* [WHAT YOU WILL DO]:
Lay out the lines of the entries below as a Markdown table with the columns Row and Line, numbering each line and leaving out blank lines. Omit the pictures from the table.

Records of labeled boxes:
(begin)

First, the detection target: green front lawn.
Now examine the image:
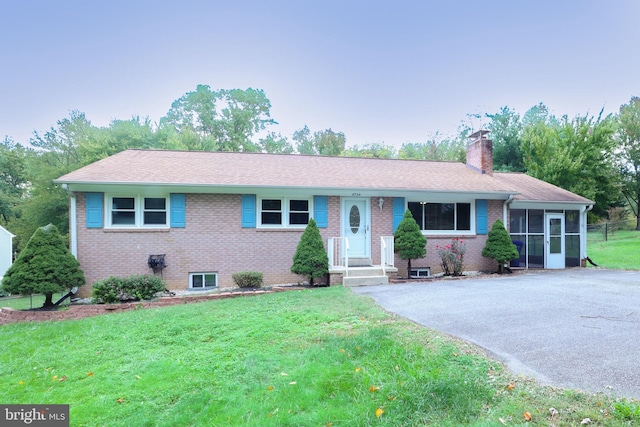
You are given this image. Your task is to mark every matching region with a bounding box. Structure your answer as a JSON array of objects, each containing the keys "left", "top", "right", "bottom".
[
  {"left": 0, "top": 286, "right": 640, "bottom": 427},
  {"left": 587, "top": 231, "right": 640, "bottom": 270}
]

(end)

* [SOLUTION FOR THIS EXERCISE]:
| Row | Line |
|---|---|
| 1 | First, the detection target: green front lawn. |
| 2 | Now examine the image: |
| 3 | You are given this image. Your task is to mark every matching region with a bounding box. Structure your answer as a JSON array of objects, each containing the keys "left", "top", "right", "bottom". |
| 4 | [ |
| 5 |   {"left": 0, "top": 286, "right": 640, "bottom": 427}, |
| 6 |   {"left": 587, "top": 231, "right": 640, "bottom": 270} |
| 7 | ] |